>> BEGIN

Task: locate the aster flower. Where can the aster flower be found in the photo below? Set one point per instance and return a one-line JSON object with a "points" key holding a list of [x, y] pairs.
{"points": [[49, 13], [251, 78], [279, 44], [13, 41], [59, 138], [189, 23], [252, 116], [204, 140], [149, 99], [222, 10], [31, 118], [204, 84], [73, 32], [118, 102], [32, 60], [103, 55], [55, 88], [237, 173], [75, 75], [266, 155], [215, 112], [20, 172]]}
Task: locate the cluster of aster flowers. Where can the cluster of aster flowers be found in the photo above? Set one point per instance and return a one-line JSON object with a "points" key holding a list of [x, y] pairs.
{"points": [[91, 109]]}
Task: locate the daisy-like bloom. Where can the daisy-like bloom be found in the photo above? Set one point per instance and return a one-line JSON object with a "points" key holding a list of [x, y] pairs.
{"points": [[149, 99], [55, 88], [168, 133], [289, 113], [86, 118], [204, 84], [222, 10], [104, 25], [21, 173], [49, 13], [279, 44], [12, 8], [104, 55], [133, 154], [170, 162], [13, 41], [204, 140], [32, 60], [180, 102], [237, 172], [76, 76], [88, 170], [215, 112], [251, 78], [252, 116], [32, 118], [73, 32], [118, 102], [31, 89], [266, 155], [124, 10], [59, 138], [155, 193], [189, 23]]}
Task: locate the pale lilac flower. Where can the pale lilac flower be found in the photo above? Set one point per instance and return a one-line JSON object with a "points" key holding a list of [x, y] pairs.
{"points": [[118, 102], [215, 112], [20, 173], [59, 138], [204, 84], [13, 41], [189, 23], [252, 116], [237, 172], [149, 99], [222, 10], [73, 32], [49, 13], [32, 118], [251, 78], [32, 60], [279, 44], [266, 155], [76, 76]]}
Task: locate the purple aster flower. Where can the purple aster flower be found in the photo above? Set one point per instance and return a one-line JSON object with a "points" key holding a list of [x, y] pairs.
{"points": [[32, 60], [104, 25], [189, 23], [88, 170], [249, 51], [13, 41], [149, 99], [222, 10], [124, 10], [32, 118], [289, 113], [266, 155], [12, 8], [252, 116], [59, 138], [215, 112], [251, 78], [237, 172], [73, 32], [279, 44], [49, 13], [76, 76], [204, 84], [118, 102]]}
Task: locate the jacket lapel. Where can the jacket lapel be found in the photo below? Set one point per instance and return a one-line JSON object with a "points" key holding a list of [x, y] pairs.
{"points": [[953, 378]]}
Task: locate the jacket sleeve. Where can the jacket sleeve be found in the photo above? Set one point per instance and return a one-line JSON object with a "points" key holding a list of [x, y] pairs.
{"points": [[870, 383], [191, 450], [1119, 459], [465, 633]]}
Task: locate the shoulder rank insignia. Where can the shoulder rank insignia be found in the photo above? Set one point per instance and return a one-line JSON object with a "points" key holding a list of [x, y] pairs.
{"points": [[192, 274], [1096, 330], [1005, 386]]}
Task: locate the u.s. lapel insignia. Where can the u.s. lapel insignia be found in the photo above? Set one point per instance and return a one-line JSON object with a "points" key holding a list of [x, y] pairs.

>> END

(What needs to be done):
Rewrite the listing above, replacing every "instance" with "occurrence" and leaving everything else unchanged.

(Answer for this exercise):
Task: locate the aster flower. Where can the aster flower be found in the photo below? Set one point per occurrence and return a one-line JSON object with a "points" key holding a list of [x, y] pairs.
{"points": [[49, 13], [251, 78], [279, 44], [13, 41], [59, 138], [189, 23], [252, 116], [204, 140], [149, 99], [222, 10], [31, 118], [204, 84], [73, 32], [118, 102], [32, 60], [103, 55], [55, 88], [237, 173], [75, 75], [266, 155], [215, 112], [20, 172]]}
Task: locate the cluster of aster flowers. Where can the cluster of aster flowers be found in the photo above? Set one point per occurrence and return a one-line JSON object with a "points" key holding a list of [x, y] pairs.
{"points": [[91, 109]]}
Task: locate the daisy-like bloom. Where can the daisy-like bloom be found in the photo above? Set one point per occurrence and return a one-line JSON object with a "points" key holding a list of [x, y] pairs.
{"points": [[149, 99], [55, 88], [168, 133], [289, 113], [86, 118], [204, 84], [222, 10], [104, 25], [21, 173], [49, 13], [279, 44], [12, 8], [104, 55], [133, 154], [170, 162], [13, 41], [204, 140], [32, 60], [180, 102], [237, 172], [76, 76], [88, 170], [215, 112], [251, 78], [252, 116], [32, 118], [73, 32], [118, 102], [31, 89], [266, 155], [124, 10], [59, 138], [155, 193], [189, 23]]}
Task: locate the pale lilac flower. Where can the pale lilac flower be found in the photo above? Set one point per occurrence and return a one-line JSON object with a "points" key holding a list of [x, y] pairs.
{"points": [[118, 102], [215, 112], [20, 173], [59, 138], [204, 84], [13, 41], [189, 23], [252, 116], [237, 172], [149, 99], [222, 10], [73, 32], [49, 13], [32, 118], [251, 78], [32, 60], [279, 44], [266, 155], [76, 76]]}
Task: locate the purple aster flower. Where can the purple aster flower be found in the photo above? Set one point per occurrence and return a one-line JSON object with a "points" key holding a list of [x, y] pairs.
{"points": [[32, 60], [104, 25], [189, 23], [88, 170], [249, 51], [13, 41], [149, 99], [222, 10], [124, 10], [32, 118], [289, 113], [266, 155], [12, 8], [252, 116], [59, 138], [215, 112], [251, 78], [237, 172], [73, 32], [279, 44], [49, 13], [76, 76], [204, 84], [118, 102]]}
Task: locate the jacket lapel. Where can the jacket lapel be found in the photo below? Set one point per occurrence and return a one-line JSON object with a "points" key holding a list of [x, y] pairs.
{"points": [[953, 378]]}
Task: locate the jacket sleeve. Where can the jacket sleeve be found in the photo above? Set one point per occurrence and return a one-line JSON object with a "points" key holding a list of [x, y] pairs.
{"points": [[870, 383], [191, 450], [1119, 459], [465, 633]]}
Task: locate the shoulder rank insignia. Where can the shoulder rank insignia be found in the photo above? Set one point per occurrence and return a one-line JSON object with a "points" key holding a list of [x, y] pairs.
{"points": [[192, 274], [1096, 330], [1005, 386]]}
Task: locate the u.s. lapel insignia. Where can the u.s. lapel insignia be found in the photo above? Set one point per occurrence and return a one-line JSON object with a "points" key holding a list of [x, y] pairs.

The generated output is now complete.